EXCERTO FORNECIDO:
•••
Eu acho que o meu percurso não tem interesse “nenhum” (risos). Penso que o interesse que pode haver naquilo que eu possa dizer é sempre à luz de uma lente da UNICEF. Acho que sou uma pessoa perfeitamente normal: depois de ter feito a Universidade – estudei Línguas – tinha os meus filhos muito pequenos e decidi não trabalhar. Tinha quatro filhos e preferi não trabalhar com um horário fixo. Fiz trabalhos de voluntariado e comecei na UNICEF como voluntária, onde trabalhei nove anos nesse regime. Comecei a trabalhar só da parte da tarde, mas depois acabei por trabalhar o dia todo. Assumi desde o início – porque a presidente de então assim o entendeu – um cargo de direcção, mas, ao mesmo tempo, o cargo de Comunicação e Relações Exteriores, ou seja, comecei como porta-voz da UNICEF nessa altura. No final desses nove anos passei a integrar o quadro da UNICEF em Portugal, continuando também com o cargo da Comunicação e Relações Exteriores. Mais tarde, quando foi criado um posto de Director-Executivo, passou a haver uma separação entre o Conselho de Administração e a parte executiva. Foi em 2001 e nessa altura fui nomeada Directora-Executiva. Qualquer dia vou embora (risos), não há-de faltar muito para isso. Mas como dizia, acho que realmente o que interessa que eu possa transmitir é em termos da UNICEF e uma visão UNICEF.
•••
REQUISITO A:
Transcreva sem alterações as entradas, desde a linha que contém "Please give the outline of every instance of the raccoon nose." até ao fim das entradas, ambas incluídas.
O depoimento e as entradas têm origens distintas.

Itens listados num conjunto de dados
•••
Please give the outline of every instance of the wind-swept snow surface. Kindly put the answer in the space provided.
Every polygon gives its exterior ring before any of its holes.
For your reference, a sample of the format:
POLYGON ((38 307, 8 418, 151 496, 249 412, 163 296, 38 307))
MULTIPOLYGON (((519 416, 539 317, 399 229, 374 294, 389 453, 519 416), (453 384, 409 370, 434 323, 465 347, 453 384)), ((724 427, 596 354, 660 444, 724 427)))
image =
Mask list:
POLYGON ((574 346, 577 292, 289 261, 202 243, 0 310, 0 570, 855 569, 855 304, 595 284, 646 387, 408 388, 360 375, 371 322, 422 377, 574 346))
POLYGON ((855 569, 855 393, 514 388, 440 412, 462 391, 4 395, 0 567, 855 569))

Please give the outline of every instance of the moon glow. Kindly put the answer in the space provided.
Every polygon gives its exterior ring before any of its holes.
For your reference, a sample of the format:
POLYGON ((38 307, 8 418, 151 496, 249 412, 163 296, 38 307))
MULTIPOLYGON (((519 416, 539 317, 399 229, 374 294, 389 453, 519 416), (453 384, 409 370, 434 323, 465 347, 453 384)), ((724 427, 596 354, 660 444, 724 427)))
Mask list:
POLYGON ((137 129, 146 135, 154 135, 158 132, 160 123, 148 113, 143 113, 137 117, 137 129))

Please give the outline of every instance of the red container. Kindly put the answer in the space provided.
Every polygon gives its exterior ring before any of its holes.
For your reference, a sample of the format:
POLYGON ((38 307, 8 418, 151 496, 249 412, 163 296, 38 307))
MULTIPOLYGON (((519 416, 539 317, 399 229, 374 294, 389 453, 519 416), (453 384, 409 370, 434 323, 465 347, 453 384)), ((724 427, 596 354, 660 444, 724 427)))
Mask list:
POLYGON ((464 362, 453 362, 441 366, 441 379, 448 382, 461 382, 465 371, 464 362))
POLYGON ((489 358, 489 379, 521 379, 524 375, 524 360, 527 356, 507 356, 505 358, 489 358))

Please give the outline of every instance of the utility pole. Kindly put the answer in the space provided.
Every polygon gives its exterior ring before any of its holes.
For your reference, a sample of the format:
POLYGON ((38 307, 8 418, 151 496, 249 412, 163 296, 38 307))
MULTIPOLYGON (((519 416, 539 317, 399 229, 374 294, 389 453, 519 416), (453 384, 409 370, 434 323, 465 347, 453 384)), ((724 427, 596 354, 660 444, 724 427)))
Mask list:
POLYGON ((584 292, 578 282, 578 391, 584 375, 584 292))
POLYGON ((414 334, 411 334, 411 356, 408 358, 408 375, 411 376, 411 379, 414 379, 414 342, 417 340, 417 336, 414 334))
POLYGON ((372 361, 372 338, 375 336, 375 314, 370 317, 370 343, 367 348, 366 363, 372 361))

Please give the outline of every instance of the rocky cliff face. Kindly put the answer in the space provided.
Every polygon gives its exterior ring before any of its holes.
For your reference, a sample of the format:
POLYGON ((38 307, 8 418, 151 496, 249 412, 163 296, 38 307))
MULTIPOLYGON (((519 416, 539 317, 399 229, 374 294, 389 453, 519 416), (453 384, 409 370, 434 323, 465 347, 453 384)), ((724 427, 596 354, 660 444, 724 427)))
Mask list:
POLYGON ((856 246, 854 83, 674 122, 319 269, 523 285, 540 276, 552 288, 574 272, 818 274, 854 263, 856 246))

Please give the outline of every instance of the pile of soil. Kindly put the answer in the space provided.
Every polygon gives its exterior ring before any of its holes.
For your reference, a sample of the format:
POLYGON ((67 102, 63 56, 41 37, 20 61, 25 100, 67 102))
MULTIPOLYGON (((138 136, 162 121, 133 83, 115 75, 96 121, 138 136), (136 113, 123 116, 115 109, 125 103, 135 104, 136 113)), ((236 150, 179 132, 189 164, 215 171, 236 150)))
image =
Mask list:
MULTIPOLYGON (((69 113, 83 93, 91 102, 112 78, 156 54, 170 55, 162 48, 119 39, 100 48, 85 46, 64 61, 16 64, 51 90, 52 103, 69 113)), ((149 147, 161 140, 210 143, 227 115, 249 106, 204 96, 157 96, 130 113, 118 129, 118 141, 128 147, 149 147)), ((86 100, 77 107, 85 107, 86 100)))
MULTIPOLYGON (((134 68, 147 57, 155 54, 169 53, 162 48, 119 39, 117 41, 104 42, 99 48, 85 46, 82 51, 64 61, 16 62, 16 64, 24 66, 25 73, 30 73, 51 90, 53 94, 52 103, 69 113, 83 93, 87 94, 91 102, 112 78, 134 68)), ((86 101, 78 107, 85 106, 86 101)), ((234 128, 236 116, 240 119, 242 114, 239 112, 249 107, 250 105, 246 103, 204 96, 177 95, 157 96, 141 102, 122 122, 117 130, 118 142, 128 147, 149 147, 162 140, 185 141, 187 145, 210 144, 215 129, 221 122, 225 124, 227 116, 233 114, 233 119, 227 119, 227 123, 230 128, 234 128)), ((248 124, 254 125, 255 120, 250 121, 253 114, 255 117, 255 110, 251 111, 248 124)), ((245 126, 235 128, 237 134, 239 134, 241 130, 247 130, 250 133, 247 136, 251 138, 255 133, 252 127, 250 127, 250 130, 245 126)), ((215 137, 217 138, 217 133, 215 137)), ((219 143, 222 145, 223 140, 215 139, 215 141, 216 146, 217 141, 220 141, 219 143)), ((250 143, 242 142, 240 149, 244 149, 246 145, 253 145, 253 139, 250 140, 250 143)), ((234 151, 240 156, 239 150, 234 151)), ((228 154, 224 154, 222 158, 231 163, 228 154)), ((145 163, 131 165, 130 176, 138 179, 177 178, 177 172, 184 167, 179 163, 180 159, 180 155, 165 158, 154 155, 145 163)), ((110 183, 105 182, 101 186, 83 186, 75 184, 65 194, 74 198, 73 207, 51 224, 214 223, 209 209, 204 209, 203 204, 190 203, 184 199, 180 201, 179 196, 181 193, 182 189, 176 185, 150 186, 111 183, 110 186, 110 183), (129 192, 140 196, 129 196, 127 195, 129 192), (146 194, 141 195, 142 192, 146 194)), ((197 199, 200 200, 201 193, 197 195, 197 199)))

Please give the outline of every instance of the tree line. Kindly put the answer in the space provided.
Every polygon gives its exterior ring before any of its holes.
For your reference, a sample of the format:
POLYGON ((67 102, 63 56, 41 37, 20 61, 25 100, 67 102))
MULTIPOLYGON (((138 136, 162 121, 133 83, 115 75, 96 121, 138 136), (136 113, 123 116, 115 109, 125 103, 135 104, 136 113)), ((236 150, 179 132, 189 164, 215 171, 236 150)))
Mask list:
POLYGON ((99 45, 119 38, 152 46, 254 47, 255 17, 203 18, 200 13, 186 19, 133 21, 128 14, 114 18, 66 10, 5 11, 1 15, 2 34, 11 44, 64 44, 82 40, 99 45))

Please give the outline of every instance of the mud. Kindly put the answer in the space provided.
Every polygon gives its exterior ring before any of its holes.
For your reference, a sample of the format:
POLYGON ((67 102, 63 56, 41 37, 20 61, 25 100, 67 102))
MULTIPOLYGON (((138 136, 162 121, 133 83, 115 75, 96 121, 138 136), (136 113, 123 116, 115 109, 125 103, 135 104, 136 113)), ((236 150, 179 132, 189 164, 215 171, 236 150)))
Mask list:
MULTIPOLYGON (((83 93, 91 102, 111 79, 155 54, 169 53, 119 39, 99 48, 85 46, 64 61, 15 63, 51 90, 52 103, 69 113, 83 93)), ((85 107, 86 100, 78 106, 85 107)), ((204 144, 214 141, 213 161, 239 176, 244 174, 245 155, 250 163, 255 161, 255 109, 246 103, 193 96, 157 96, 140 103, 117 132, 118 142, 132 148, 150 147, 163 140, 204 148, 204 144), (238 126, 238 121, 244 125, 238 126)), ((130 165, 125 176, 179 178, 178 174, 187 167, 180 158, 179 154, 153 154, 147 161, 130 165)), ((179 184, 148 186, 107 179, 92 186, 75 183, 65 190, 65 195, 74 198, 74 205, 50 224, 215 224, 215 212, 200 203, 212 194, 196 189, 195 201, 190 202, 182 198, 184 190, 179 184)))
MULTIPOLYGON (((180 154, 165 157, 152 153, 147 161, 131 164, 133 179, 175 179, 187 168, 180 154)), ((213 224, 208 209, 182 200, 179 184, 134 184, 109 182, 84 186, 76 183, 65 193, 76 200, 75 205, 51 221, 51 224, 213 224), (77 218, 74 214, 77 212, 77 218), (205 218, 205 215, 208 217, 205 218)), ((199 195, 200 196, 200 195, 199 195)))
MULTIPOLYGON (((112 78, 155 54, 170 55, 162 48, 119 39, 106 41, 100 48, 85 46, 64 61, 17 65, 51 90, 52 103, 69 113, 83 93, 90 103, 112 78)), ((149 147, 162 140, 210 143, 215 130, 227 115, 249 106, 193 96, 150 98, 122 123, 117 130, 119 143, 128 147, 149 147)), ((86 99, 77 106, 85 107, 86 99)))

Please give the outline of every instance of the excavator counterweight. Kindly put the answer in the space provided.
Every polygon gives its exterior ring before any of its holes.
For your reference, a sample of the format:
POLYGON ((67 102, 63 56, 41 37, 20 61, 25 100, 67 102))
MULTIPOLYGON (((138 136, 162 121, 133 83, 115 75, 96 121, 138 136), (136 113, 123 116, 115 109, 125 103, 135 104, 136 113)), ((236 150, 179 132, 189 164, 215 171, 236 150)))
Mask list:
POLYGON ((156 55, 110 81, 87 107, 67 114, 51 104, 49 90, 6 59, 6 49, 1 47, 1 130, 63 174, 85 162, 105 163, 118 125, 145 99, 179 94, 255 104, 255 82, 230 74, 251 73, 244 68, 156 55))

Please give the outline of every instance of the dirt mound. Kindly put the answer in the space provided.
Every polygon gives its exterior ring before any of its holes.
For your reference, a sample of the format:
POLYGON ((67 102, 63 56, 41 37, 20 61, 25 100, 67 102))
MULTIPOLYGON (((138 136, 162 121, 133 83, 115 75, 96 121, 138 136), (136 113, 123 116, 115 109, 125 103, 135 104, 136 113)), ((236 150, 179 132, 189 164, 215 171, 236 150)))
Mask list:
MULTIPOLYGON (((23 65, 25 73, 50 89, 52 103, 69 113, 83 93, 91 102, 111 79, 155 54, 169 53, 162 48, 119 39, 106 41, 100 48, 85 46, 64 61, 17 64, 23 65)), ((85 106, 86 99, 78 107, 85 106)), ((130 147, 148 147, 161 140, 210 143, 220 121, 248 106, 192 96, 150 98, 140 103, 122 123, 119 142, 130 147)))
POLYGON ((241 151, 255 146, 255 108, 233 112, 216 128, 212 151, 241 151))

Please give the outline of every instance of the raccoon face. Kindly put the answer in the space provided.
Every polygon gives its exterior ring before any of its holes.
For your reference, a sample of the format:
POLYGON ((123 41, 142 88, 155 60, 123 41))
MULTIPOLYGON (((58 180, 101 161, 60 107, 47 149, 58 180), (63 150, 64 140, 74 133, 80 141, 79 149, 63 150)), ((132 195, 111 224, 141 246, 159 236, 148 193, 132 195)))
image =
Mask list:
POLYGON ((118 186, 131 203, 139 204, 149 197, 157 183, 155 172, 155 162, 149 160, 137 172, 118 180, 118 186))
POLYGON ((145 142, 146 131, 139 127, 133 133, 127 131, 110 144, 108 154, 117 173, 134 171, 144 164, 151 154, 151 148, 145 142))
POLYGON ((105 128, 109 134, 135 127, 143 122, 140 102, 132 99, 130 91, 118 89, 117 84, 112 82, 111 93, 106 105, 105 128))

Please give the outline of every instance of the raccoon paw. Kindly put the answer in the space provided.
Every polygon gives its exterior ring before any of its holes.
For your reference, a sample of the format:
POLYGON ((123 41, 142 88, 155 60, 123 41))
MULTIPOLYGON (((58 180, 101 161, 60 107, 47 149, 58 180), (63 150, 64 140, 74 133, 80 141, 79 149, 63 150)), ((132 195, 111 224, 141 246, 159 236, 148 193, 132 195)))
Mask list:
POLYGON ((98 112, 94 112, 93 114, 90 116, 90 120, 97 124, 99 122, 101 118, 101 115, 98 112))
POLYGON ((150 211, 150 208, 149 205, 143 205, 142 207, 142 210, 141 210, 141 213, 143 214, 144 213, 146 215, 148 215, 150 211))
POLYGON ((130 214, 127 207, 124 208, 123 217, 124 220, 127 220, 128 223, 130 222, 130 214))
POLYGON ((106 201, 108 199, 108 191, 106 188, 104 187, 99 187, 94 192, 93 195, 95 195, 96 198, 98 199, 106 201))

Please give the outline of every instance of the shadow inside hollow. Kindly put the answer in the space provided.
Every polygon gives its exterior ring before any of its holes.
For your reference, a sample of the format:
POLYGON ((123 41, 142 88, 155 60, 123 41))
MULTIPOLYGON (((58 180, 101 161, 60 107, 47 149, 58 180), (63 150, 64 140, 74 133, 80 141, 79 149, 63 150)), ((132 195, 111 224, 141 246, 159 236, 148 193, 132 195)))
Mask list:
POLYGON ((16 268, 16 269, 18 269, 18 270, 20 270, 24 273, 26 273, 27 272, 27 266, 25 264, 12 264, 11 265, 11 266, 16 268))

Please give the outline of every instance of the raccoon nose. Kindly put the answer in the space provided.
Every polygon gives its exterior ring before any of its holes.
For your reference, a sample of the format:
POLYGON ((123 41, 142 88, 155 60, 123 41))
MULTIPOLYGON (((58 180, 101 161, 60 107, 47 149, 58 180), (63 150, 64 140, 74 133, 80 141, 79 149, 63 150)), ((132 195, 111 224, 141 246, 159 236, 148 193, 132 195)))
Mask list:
•••
REQUISITO B:
Dê continuidade ao depoimento sobre o percurso na UNICEF, começando logo após a última frase apresentada.

RESULTADO DO EXERCÍCIO A:
Please give the outline of every instance of the raccoon nose. Kindly put the answer in the space provided.
Every polygon gives its exterior ring before any of its holes.
For your reference, a sample of the format:
POLYGON ((123 41, 142 88, 155 60, 123 41))
MULTIPOLYGON (((58 180, 101 161, 60 107, 47 149, 58 180), (63 150, 64 140, 74 133, 80 141, 79 149, 63 150)), ((132 195, 111 224, 141 246, 159 236, 148 193, 132 195)))
Mask list:

RESULTADO DO EXERCÍCIO B:
 

Então a UNICEF é uma espécie de segunda pele?

Ao longo de todos estes anos, que são trinta – já é muito tempo! – diria que a UNICEF é quase como uma segunda pele porque fui para um lugar que tinha muito a ver com comunicação, lia muita coisa e fui sempre acompanhando muito, mas também tive a oportunidade de ir a alguns países visitar o trabalho da UNICEF no terreno, mais numa determinada altura do que agora. E não há nada como ver, falar com as pessoas... é bem diferente de ler os relatórios! Eles dão-nos suportes extraordinários de comunicação, vídeos, imagens, testemunhos... temos muitos relatórios. Mas falar com as pessoas e ver o trabalho que é feito no terreno tem ainda um impacto muito maior porque permite sentir o que é o trabalho. Nessas viagens e nesse contacto que tive, apercebi-me da importância do trabalho que é feito diariamente – anonimamente a maior parte das vezes – no terreno. Infelizmente, este trabalho que é feito anonimamente não tem a visibilidade que deveria ter.

 

 

© UNICEF/Souleiman

No entanto a Agência está presente um pouco por todo o mundo...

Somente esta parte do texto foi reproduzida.